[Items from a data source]
BEGIN
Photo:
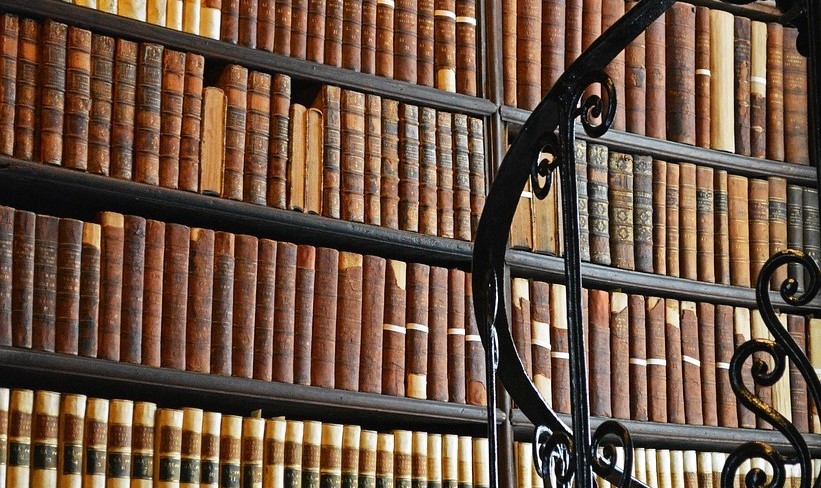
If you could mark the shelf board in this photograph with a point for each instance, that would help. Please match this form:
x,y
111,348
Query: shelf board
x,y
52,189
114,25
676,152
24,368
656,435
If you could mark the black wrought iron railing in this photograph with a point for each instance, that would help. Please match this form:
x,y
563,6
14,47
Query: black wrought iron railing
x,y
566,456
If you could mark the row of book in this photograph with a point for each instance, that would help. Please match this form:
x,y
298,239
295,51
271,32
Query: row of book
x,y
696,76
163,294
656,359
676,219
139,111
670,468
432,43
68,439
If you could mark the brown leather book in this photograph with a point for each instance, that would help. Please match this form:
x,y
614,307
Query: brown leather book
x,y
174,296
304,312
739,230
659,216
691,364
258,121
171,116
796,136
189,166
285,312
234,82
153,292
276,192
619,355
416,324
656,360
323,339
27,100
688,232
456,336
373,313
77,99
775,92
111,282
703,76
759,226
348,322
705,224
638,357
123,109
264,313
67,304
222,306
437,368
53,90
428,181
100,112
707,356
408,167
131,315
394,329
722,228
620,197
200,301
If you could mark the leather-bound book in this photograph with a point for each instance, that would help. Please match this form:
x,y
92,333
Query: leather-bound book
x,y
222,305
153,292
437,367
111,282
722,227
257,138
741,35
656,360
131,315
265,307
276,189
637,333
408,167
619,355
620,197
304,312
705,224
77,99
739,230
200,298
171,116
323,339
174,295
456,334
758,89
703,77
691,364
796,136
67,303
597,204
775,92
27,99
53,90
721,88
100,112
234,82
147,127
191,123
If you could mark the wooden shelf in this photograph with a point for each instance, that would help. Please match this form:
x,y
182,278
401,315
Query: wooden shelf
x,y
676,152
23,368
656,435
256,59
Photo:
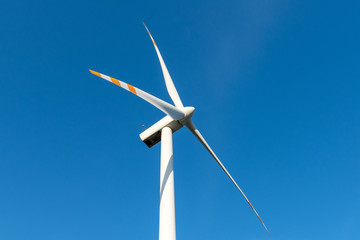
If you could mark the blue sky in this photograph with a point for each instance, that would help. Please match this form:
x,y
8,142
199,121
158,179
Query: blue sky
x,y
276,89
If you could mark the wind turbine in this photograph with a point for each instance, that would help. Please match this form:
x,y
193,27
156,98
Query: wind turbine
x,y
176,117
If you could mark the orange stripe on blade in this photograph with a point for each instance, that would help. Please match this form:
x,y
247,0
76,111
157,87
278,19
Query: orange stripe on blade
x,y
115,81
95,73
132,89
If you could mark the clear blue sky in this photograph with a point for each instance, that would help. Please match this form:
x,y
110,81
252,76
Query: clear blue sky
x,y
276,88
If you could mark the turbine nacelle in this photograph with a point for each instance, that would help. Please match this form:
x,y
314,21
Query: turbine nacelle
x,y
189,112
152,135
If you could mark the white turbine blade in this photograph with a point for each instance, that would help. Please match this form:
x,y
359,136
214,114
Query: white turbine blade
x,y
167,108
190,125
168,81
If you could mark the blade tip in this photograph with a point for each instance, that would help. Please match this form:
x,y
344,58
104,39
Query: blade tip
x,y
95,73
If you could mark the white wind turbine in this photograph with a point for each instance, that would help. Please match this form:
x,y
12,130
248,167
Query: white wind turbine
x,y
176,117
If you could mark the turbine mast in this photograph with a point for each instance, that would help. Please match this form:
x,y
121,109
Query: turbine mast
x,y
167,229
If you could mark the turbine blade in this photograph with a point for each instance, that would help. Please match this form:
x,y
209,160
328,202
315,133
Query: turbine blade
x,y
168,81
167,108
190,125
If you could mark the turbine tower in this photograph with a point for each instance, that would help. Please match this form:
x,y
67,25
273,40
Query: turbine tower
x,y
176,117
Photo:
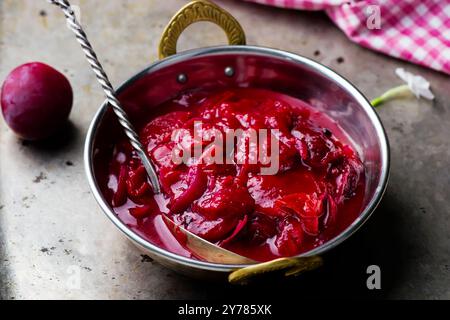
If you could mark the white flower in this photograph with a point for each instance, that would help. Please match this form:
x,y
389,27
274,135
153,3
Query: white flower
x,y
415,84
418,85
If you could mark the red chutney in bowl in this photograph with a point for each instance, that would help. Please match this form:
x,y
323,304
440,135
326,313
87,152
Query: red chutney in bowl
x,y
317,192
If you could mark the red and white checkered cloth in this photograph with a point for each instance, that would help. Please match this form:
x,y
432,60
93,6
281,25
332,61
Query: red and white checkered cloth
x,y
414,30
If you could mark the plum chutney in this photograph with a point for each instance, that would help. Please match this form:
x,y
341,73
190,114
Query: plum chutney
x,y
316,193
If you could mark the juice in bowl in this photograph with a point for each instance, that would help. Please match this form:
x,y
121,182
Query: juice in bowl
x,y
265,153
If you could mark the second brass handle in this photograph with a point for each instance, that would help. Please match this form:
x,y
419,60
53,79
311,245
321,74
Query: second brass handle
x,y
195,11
END
YOUR GOAL: Repeat all entries exactly. Skip the pictures.

SOLUTION TO THIS PROBLEM:
Photo:
If you could mark the shelf board in this photograph with a point for each instance, that would help. Please match this form:
x,y
111,348
Query: shelf board
x,y
52,189
114,25
676,152
24,368
656,435
If you could mark the black wrought iron railing in this photograph with a point for each instance, that would help. Please match this form:
x,y
563,6
14,47
Query: black wrought iron railing
x,y
566,456
If you could mark the row of book in this photograph with a point for each instance, that would help. Please match this form:
x,y
298,239
295,51
271,32
Query: row of book
x,y
696,76
163,294
656,359
676,219
139,111
670,468
432,43
68,439
If you could mark the brown leather book in this photograph with a point for each instance, that would help. Please match this form:
x,y
614,307
Query: brown leather book
x,y
174,296
304,312
739,230
659,216
691,364
258,121
171,116
796,136
189,166
285,312
234,82
153,292
276,192
619,355
416,324
656,360
323,339
27,100
688,232
456,336
373,313
77,99
775,92
111,282
703,76
759,226
348,322
705,224
638,357
123,109
264,313
67,304
222,306
437,368
53,90
428,181
100,112
707,356
408,167
131,315
394,329
722,228
620,197
200,301
If you could mark the leather-bound book in this photograph with a point for each instance, that would help. Please match this form:
x,y
92,333
Query: leather-bound book
x,y
222,305
153,292
437,367
111,282
722,227
257,138
741,35
656,360
131,315
265,307
276,189
637,333
408,167
619,355
620,197
304,312
705,224
77,99
739,230
200,298
171,116
323,339
174,295
456,334
758,89
703,77
691,364
796,136
67,303
597,204
775,92
27,99
53,90
721,88
100,112
234,82
147,127
191,123
If you could mark the wooden shelf in this photograph with a point for each instance, that would help. Please match this form:
x,y
182,278
401,315
Query: wooden shelf
x,y
676,152
23,368
656,435
256,59
Photo:
If you could mark the blue sky in this photograph with a point for each instance, that would help. Please match this form:
x,y
8,142
199,121
158,179
Query: blue sky
x,y
276,89
If you could mark the wind turbine in this photograph with a point for each instance, that would help. Please match this form:
x,y
193,27
156,98
Query: wind turbine
x,y
176,117
If you could mark the orange stripe on blade in this photograph with a point for each instance, that would help. Please match this form:
x,y
247,0
76,111
157,87
278,19
Query: orange stripe on blade
x,y
115,81
95,73
132,89
If you could mark the clear blue sky in this photograph with a point for each instance, that would help. Please match this form:
x,y
110,81
252,76
Query: clear blue sky
x,y
276,88
If you could mark the turbine nacelle in this photograph with a point for each instance, that would help. Please match this form:
x,y
314,21
Query: turbine nacelle
x,y
189,112
152,135
If you could mark the white turbine blade in this photograph with a point for each instance, that would help. Please match this form:
x,y
359,136
214,114
Query: white turbine blade
x,y
167,108
190,125
168,81
If you could mark the blade tip in this photograph with a point for each instance, that would help. Please match this form:
x,y
344,58
104,39
Query: blade tip
x,y
95,73
If you could mark the white wind turbine in this photograph with a point for each instance, that would help. Please match this form:
x,y
12,130
248,167
Query: white wind turbine
x,y
176,117
If you could mark the turbine mast in this photograph with a point for each instance, that would help. Please match this form:
x,y
121,109
Query: turbine mast
x,y
167,229
If you could mark the turbine blade in this photograph with a point for each instance, that would help. Please match this form:
x,y
209,160
328,202
315,133
Query: turbine blade
x,y
168,81
167,108
190,125
If you could mark the turbine tower in this photograph with a point for each instance, that would help. Please match this form:
x,y
67,25
273,40
Query: turbine tower
x,y
176,117
Photo:
If you could mark the white flower in this photograph with a point for each instance, that would help. Please match this form:
x,y
389,27
274,135
153,3
Query: white flower
x,y
415,84
418,85
If you could mark the red chutney in bowl in this photograph with a point for each instance, that would help. Please match this form:
x,y
323,304
440,135
326,313
87,152
Query: red chutney in bowl
x,y
317,192
If you could mark the red and white checkered cloth in this photograph with a point for each instance, that would help. Please match this form:
x,y
432,60
93,6
281,25
332,61
Query: red and white checkered cloth
x,y
414,30
If you could mark the plum chutney in this photograph with a point for each instance, that would help. Please match this form:
x,y
341,73
190,114
Query: plum chutney
x,y
316,193
If you could mark the juice in bowl in this photograph with a point for each instance, that would help. Please match this form:
x,y
121,182
Query: juice in bowl
x,y
265,153
If you could mark the second brass handle in this photograph with a point for each instance, that would help. Please match this form:
x,y
419,60
53,79
311,245
321,74
Query: second brass handle
x,y
195,11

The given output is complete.